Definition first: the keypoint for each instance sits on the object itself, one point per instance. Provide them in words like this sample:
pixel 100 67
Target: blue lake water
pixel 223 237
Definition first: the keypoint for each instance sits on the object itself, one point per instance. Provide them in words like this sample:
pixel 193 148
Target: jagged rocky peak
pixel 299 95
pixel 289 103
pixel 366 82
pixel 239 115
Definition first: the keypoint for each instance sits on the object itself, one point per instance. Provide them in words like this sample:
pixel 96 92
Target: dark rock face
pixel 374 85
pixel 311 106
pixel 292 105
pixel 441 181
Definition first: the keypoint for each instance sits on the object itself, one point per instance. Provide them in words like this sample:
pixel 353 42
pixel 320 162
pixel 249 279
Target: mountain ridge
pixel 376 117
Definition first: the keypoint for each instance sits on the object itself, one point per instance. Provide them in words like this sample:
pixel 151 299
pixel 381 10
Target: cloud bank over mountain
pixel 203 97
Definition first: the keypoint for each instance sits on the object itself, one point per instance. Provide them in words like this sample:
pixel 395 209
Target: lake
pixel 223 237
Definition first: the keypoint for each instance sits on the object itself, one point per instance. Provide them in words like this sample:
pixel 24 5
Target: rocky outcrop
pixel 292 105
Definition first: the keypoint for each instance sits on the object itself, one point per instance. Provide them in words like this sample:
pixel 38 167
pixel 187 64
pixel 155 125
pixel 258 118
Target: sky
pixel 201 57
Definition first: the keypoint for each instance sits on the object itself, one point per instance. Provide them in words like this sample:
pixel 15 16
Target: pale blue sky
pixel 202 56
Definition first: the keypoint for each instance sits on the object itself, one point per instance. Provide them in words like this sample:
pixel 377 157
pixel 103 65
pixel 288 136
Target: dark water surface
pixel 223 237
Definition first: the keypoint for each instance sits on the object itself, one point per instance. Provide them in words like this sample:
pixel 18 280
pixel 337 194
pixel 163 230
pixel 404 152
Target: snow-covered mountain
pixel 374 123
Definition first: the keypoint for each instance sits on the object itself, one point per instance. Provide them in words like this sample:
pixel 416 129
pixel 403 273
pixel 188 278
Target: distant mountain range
-=-=-=-=-
> What you will do
The expected response is the material above given again line by line, from its first line to the line holding "pixel 96 92", inclusive.

> Output for this task
Definition first: the keypoint for each instance sits on the object itself, one point per instance. Provide them in words like this sample:
pixel 100 67
Target: blue lake water
pixel 223 237
Definition first: the keypoint for each instance sits on the object itself, one point per instance. Provide them in words like this sample:
pixel 193 148
Target: jagged rocky peak
pixel 299 95
pixel 289 103
pixel 366 82
pixel 239 115
Definition first: the keypoint for each instance sits on the object itself, one point per instance. Provide them in words like this sample:
pixel 96 92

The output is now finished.